[Your assignment]:
Filter these entries down to lines holding "indicate".

[Saved entries]:
########################################
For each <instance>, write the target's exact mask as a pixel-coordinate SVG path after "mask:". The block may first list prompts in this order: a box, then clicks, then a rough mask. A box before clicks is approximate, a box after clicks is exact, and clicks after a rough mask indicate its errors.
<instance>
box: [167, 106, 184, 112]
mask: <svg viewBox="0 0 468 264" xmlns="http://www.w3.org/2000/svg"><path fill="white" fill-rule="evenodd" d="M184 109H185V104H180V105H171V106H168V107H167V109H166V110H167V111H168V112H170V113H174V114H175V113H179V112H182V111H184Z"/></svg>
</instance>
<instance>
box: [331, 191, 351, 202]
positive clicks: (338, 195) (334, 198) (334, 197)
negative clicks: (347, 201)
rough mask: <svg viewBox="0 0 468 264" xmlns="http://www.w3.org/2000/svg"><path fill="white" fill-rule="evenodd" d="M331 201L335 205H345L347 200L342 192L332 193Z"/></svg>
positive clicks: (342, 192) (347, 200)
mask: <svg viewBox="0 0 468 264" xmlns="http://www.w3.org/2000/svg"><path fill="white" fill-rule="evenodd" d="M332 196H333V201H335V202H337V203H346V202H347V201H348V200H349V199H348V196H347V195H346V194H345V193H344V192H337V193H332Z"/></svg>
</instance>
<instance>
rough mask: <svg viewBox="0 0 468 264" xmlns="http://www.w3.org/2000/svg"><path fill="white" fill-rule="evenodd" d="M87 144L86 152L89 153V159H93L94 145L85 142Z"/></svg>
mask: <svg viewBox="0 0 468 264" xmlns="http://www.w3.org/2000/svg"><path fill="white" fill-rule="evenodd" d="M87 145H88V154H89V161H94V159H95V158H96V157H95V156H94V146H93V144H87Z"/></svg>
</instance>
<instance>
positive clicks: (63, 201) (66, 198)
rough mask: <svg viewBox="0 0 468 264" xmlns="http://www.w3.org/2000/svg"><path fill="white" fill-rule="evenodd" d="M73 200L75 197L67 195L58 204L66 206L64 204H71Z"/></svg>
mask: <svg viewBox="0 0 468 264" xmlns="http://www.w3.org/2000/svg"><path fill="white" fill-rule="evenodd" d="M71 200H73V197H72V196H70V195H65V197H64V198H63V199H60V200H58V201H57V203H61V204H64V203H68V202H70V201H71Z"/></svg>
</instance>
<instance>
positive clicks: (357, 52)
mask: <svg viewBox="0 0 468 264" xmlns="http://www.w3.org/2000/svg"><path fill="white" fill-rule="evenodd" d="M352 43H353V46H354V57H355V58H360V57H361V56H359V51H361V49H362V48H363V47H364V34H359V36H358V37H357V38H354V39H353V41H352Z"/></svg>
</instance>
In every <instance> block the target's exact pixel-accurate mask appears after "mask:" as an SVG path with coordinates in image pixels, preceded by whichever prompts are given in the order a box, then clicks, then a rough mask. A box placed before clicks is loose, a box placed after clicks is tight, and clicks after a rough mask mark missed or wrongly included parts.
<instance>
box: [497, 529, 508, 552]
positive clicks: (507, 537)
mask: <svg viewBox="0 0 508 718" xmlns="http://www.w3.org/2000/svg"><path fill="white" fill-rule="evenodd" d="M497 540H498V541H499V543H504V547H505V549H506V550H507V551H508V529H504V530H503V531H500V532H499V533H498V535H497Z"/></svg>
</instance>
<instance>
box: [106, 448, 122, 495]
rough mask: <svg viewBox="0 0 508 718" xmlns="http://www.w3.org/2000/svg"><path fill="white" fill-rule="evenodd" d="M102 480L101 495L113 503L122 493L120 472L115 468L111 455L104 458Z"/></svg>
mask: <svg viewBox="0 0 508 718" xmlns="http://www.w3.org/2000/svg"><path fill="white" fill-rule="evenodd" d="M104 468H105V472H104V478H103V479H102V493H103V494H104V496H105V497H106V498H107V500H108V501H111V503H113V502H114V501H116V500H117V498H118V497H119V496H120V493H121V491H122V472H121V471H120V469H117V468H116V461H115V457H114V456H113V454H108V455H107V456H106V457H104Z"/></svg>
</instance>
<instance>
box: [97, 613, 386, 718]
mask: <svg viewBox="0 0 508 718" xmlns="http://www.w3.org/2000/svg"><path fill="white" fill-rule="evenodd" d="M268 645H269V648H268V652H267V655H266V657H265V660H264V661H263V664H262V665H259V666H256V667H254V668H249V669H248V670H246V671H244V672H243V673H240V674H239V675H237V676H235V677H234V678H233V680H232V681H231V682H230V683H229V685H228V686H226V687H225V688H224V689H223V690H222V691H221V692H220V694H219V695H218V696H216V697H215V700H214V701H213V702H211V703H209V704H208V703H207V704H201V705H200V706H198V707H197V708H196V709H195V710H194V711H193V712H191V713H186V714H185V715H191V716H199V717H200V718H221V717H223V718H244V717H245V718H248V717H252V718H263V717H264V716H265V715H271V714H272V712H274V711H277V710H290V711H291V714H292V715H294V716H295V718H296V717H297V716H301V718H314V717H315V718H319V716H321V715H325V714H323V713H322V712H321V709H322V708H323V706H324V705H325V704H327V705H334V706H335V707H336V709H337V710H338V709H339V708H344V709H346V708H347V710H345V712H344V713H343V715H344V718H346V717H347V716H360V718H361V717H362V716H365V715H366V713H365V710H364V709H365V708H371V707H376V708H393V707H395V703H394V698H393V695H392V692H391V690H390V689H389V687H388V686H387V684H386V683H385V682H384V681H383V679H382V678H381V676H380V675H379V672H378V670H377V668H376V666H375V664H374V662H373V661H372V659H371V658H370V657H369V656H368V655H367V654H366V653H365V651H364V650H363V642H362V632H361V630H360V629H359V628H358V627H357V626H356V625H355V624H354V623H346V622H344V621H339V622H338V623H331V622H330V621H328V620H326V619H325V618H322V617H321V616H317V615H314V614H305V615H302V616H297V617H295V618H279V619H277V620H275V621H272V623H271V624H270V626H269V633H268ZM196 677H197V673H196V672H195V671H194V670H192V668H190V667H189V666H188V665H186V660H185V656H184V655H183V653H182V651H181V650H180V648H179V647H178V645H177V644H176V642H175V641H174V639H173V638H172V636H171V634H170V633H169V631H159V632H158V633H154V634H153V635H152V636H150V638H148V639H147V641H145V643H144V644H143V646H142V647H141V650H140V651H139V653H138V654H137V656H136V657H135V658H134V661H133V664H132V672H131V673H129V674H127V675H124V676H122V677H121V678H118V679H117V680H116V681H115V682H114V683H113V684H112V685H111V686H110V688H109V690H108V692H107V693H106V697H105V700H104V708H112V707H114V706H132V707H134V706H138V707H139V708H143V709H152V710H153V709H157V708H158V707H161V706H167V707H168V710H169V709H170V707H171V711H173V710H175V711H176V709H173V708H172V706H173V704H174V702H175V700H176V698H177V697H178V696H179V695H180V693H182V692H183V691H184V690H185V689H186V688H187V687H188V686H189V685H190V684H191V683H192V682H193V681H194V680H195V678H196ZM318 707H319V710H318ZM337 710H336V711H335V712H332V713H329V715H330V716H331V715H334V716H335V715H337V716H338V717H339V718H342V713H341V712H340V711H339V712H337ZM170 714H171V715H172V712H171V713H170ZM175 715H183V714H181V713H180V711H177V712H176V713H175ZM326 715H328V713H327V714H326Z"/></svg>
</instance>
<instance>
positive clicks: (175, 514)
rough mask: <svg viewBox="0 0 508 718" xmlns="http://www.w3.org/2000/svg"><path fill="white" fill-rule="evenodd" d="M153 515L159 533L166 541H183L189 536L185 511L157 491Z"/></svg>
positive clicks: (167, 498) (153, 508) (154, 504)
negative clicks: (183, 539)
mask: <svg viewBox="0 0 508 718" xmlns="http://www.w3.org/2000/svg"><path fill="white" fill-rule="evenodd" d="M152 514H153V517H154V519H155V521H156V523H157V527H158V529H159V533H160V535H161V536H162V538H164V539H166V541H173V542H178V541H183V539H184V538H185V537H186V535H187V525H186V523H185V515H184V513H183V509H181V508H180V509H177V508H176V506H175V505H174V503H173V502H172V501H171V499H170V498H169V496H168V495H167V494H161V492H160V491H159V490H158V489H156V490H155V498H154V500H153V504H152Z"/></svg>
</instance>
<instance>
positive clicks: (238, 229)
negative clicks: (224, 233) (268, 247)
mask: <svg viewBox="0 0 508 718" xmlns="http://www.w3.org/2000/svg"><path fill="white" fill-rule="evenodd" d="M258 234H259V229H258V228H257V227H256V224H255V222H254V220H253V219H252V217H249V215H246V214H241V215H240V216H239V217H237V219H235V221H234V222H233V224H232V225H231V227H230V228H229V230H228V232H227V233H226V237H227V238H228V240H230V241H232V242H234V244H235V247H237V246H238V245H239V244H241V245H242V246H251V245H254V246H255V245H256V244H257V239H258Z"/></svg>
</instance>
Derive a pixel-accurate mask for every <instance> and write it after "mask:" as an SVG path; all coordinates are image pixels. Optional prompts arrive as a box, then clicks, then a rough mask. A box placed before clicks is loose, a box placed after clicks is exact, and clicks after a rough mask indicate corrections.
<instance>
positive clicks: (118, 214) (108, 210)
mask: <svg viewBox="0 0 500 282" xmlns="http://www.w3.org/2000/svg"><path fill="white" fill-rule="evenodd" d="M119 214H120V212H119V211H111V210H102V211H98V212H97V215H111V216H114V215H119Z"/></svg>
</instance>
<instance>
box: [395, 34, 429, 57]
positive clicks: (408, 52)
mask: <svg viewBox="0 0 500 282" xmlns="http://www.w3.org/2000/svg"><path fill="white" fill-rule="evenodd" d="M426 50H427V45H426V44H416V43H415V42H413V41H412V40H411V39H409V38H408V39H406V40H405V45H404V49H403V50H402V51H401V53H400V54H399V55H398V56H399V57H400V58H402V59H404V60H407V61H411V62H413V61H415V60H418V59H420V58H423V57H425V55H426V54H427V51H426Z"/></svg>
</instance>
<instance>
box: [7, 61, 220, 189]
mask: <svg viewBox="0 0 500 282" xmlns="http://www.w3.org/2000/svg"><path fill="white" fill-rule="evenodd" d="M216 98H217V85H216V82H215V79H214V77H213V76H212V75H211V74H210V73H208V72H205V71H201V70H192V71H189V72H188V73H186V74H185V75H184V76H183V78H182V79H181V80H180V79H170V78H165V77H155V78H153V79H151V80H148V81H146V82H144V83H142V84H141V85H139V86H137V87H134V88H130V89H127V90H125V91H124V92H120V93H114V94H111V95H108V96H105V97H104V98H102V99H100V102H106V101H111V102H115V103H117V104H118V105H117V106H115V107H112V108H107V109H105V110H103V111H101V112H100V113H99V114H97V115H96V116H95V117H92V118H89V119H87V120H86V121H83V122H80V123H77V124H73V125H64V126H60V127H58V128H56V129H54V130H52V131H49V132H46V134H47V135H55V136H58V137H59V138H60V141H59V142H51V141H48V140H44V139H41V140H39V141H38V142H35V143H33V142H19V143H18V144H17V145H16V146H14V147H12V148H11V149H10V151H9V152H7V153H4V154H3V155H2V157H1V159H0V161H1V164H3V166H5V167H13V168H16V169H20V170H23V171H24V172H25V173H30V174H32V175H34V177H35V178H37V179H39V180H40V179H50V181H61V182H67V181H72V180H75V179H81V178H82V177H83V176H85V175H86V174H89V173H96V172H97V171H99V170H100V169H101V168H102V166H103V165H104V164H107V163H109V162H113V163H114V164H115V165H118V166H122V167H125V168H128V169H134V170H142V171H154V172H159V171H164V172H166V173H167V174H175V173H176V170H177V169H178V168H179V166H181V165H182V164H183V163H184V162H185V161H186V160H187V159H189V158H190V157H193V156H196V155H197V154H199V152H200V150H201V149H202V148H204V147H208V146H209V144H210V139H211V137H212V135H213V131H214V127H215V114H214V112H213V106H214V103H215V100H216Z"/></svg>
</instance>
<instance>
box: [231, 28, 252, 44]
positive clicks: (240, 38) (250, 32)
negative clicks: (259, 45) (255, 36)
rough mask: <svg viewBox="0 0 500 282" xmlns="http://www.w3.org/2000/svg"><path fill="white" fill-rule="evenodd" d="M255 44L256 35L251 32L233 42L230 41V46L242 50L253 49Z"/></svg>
########################################
[Response below]:
For each <instance>, write the target's exact mask as a pixel-coordinate SVG path after "mask:". The block may first list prompts in this order: a box, then clicks, then a rough mask. A box before clicks is approximate, a box after clicks is exact, and clicks after a rough mask indicate its errors.
Derive a pixel-accurate mask for every <instance> and write it after "mask:" as an SVG path; all coordinates are image pixels. Optional prompts arrive as a box, then clicks, then a rough mask. A box placed before clicks is loose, a box placed after clicks is exact, and clicks after a rough mask indicate corrections.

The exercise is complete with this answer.